### Records to use
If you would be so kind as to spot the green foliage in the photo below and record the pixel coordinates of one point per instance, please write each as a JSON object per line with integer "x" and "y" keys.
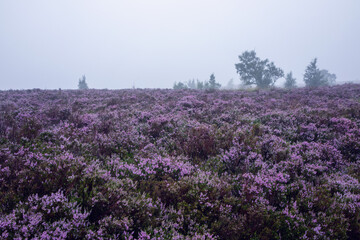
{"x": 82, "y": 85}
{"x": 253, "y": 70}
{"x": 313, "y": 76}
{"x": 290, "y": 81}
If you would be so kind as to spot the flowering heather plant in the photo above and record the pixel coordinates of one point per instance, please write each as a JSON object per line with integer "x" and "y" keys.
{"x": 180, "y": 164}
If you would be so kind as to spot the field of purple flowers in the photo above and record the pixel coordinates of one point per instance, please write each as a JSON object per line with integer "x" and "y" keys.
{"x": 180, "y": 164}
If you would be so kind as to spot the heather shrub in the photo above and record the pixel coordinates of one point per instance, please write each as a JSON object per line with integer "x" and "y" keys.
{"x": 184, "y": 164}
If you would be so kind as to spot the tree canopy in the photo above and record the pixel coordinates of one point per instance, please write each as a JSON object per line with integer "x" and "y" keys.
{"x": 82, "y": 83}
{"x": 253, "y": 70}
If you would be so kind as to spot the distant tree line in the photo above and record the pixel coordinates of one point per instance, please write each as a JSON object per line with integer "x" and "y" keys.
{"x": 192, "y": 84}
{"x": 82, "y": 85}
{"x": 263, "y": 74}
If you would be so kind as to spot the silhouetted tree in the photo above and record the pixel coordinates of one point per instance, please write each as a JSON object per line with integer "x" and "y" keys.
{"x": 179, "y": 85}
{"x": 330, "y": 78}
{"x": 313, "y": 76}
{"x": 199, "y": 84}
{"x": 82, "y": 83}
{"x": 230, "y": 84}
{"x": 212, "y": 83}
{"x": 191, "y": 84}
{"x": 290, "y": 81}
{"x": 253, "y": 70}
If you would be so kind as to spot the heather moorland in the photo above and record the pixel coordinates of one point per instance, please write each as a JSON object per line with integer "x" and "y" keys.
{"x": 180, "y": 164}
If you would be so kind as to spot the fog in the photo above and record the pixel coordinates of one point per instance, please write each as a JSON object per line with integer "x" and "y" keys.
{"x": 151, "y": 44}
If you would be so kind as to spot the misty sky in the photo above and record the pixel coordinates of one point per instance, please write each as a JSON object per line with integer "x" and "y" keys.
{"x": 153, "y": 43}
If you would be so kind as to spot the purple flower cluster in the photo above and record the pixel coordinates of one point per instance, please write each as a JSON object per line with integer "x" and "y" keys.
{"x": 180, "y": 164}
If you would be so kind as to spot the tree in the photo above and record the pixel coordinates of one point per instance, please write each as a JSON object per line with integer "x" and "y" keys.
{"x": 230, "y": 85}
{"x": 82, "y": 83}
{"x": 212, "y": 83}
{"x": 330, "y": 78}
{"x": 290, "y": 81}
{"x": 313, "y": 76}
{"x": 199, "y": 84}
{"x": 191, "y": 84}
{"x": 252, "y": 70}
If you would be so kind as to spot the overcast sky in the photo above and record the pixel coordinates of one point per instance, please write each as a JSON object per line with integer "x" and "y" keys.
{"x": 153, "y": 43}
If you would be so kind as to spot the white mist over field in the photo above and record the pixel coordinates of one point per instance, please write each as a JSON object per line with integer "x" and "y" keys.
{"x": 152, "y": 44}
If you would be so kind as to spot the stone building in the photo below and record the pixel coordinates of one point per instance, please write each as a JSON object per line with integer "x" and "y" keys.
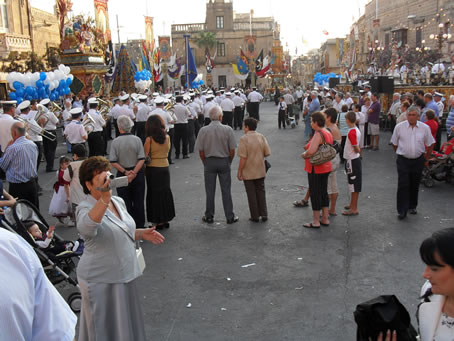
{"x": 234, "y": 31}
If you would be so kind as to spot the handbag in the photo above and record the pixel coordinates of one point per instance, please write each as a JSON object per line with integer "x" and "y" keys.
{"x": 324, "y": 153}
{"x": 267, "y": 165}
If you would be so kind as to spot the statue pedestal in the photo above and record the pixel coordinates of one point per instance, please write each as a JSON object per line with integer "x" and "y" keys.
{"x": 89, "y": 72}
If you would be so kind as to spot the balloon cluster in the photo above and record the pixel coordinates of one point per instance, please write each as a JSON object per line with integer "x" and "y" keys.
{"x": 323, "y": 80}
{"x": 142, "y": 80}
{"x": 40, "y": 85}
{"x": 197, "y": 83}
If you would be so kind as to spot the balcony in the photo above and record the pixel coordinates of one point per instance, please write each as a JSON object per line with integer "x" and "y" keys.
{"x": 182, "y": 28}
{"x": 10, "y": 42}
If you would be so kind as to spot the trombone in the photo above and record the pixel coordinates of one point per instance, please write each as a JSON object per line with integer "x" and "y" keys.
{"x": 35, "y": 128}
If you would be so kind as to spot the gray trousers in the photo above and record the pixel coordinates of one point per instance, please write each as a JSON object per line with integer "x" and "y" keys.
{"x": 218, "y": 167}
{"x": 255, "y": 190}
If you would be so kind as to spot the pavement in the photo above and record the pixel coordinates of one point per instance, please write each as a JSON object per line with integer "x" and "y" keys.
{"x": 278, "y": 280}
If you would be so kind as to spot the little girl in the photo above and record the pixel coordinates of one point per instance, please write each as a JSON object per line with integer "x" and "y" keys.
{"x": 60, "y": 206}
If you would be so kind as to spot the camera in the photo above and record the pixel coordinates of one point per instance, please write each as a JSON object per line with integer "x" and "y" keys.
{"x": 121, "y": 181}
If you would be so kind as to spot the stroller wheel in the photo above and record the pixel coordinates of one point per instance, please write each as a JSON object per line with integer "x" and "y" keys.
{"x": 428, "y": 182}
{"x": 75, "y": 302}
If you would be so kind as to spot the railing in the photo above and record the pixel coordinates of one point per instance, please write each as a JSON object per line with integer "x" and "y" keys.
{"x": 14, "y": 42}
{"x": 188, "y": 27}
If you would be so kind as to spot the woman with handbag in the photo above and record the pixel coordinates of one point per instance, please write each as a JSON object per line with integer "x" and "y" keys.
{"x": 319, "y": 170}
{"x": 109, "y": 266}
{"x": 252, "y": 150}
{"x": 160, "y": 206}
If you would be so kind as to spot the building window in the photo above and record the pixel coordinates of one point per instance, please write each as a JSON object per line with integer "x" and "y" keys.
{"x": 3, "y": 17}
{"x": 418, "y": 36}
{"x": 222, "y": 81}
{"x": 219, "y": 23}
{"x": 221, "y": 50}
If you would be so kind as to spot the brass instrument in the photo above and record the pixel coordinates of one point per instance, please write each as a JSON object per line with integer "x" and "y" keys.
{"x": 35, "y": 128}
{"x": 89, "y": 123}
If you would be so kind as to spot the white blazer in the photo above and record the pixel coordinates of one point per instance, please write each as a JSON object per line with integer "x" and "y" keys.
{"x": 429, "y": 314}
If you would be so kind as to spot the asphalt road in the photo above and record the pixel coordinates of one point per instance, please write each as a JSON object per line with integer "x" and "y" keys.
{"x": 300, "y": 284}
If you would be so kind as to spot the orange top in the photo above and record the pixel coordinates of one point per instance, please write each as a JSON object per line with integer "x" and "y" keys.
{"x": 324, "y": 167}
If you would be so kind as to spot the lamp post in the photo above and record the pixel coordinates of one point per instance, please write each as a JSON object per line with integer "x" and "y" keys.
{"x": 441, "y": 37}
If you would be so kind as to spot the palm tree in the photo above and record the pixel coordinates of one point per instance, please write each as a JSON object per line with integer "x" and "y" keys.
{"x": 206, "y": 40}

### Written instruction
Copy all of the entries verbatim, leaving out any pictures they contain.

### Task solution
If you would be so kind as to spot the green foliage in the photo below and record the pixel coordinates of one point per instance, please write each as a JSON object per line with integer "x" and "y" keys.
{"x": 82, "y": 85}
{"x": 253, "y": 70}
{"x": 313, "y": 76}
{"x": 290, "y": 81}
If you would be so kind as to spot the flowering heather plant in the photo above and record the pixel coordinates of one point per instance, please write each as a JSON object per line with integer "x" and "y" keys.
{"x": 180, "y": 164}
If you would be so kind as to spot the field of purple flowers in the photo above and record the pixel coordinates of one point per instance, please write each as a JSON object per line with integer "x" and "y" keys.
{"x": 180, "y": 164}
If you would be so kind as to spot the heather shrub in the photo above and record the pixel coordinates of one point per instance, please write each as a JSON object per line with integer "x" and "y" keys.
{"x": 184, "y": 164}
If you would be so kind as to spot the tree canopy in the photo above and record the pixel coordinates of one point per instance, please write each as a JSON object per line with integer "x" and "y" keys.
{"x": 82, "y": 83}
{"x": 253, "y": 70}
If you would be so kind as to spot the distant tree line in the photo above and record the pixel coordinates of one point per instance, please write each as a JSON object per line with integer "x" and "y" keys.
{"x": 192, "y": 84}
{"x": 82, "y": 85}
{"x": 263, "y": 74}
If you would be so kind as to spot the silhouetted tree in the photo above and record the pixel coordinates of one point per instance, please write each as a JSON object per line with integer "x" and "y" keys.
{"x": 179, "y": 85}
{"x": 330, "y": 78}
{"x": 313, "y": 76}
{"x": 199, "y": 84}
{"x": 82, "y": 83}
{"x": 230, "y": 84}
{"x": 212, "y": 83}
{"x": 191, "y": 84}
{"x": 290, "y": 81}
{"x": 253, "y": 70}
If you would be so kind as to spot the heather moorland in the photo above and record the pixel coordinates of one point per instance, please write each as a JSON object per line with integer "x" and "y" keys.
{"x": 180, "y": 164}
If you would be so kind as to spot the fog in the photo above and record the pixel coordinates of one point per instance, please write each as a JSON object per line with integer "x" and "y" keys.
{"x": 151, "y": 44}
If you would be so kind as to spot the misty sky in the photo above and record the pixel coordinates of one point per instance, please write each as a JSON object per line with integer "x" and "y" keys.
{"x": 153, "y": 43}
If you would be so kind as to spot the purple flower cluster in the photo above and record the pixel coordinates of one point per instance, please write each as a JSON object per line with integer "x" and "y" keys.
{"x": 180, "y": 164}
If you would be so kind as to spot the tree in the photo above and record the pixel coordinates of one point per instance, please write each as a JSON object per line with integer "x" and "y" keys.
{"x": 230, "y": 85}
{"x": 82, "y": 83}
{"x": 212, "y": 83}
{"x": 330, "y": 78}
{"x": 290, "y": 81}
{"x": 313, "y": 76}
{"x": 199, "y": 84}
{"x": 191, "y": 84}
{"x": 252, "y": 70}
If you would be so kind as to spot the overcast sky in the photo above and record the pixel coordinates of one point per instance, please write each as a JSON object per line with integer "x" and "y" keys.
{"x": 153, "y": 43}
If you would be so kind as to spot the white mist over field in the photo above and record the pixel coordinates of one point per instance, please write each as a JSON object per line with integer "x" and "y" keys.
{"x": 152, "y": 44}
If you would be so kind as to spot the stone building in the photo below and record the pixel coordinates of one point per instance, please write each as a JSON object per line with integer "x" and "y" keys.
{"x": 234, "y": 31}
If you would be so kind as to spot the handbag in the photo above and record the pixel coordinates of one point per instance, please write each as a JSON object per line with integer "x" and "y" keys.
{"x": 324, "y": 153}
{"x": 267, "y": 165}
If you would be so kind as to spot the statue pedestal in the photo above and record the pixel coordinates of one point per instance, please write each as a JSON object per line with integer "x" and "y" keys.
{"x": 89, "y": 72}
If you would be so kind as to spot the balloon cluster in the photo above and record the pixel coordinates of one point per instance, please write each as a JSON object per line with integer "x" and "y" keys.
{"x": 323, "y": 80}
{"x": 142, "y": 80}
{"x": 40, "y": 85}
{"x": 197, "y": 83}
If you would be so kind as to spot the balcony in the photo above and record the pixel coordinates of one point per instance, please write each as a JSON object per line with integer "x" and "y" keys.
{"x": 182, "y": 28}
{"x": 10, "y": 42}
If you would be so kind as to spot the trombone in the photo above and record the pixel coordinates of one point per instance, please write each as a JSON object per line with integer "x" and "y" keys.
{"x": 35, "y": 128}
If you would be so kind as to spot the gray trousers in the photo above and record the pixel coordinates of one point per instance, please write each as a JSON object per line with integer "x" and "y" keys.
{"x": 218, "y": 167}
{"x": 255, "y": 190}
If you would be so kind as to spot the pavement in the photo above and record the pixel coordinates of one point per instance, please write each as a JSON object per line with integer "x" and "y" keys.
{"x": 278, "y": 280}
If you would be so kind as to spot the little girl in the photo above and record the pixel coordinates of one point per instance, please write each as a JSON object per line with integer "x" and "y" keys.
{"x": 60, "y": 206}
If you would be so kind as to spot the camera in the photo above and record the pixel coordinates of one point per instance, please write each as a JSON object per line with integer "x" and "y" keys.
{"x": 121, "y": 181}
If you would be so kind as to spot the stroller wheel in the photo above and record the pixel coordinates of one point per instance, please write each as a JSON object per line with integer "x" and "y" keys.
{"x": 428, "y": 182}
{"x": 75, "y": 302}
If you would be so kind as to spot the railing in the photo above and record the pixel coordinates of one point per instance, please write each as a JSON object per line with integer "x" and "y" keys.
{"x": 14, "y": 42}
{"x": 188, "y": 27}
If you would be so kind as to spot the woman with handbag in the photo above and record the pixel coordinates of one point per instance, please write each as a JSON object per line with integer "x" and "y" keys.
{"x": 319, "y": 170}
{"x": 109, "y": 266}
{"x": 252, "y": 150}
{"x": 160, "y": 206}
If you would be so kind as to spot the building window in the photo above and record the pixel coordinates of one point per instance, please write each as a JSON object per line with integer "x" and "y" keys.
{"x": 3, "y": 17}
{"x": 418, "y": 36}
{"x": 222, "y": 81}
{"x": 219, "y": 23}
{"x": 221, "y": 50}
If you would be so kind as to spot the brass instrument in the photo above and record the pixel coordinates of one point per instance, please write each as a JSON object per line with integer "x" and "y" keys.
{"x": 35, "y": 128}
{"x": 89, "y": 123}
If you would be so kind as to spot the white blazer in the photo above and record the pixel coordinates of one point per instance, please write each as a JSON object per line with integer "x" and "y" keys.
{"x": 429, "y": 314}
If you would be so kind as to spot the asphalt road in the photo above and record the pixel coordinates of one point per instance, please write each as a JSON object per line with integer "x" and "y" keys.
{"x": 300, "y": 284}
If you would be so kind as to spot the orange top in the photo above and record the pixel coordinates of one point per instance, please write each as a JSON object per line with integer "x" and "y" keys.
{"x": 324, "y": 167}
If you would be so kind as to spot the lamp post in the photo above and record the pixel coordinates of one point per instance, please write each as a JSON object per line with integer "x" and "y" keys.
{"x": 441, "y": 37}
If you would be so kind as to spot the palm tree in the photo above and record the pixel coordinates of one point per instance, please write each as a JSON object per line with integer "x" and "y" keys.
{"x": 206, "y": 40}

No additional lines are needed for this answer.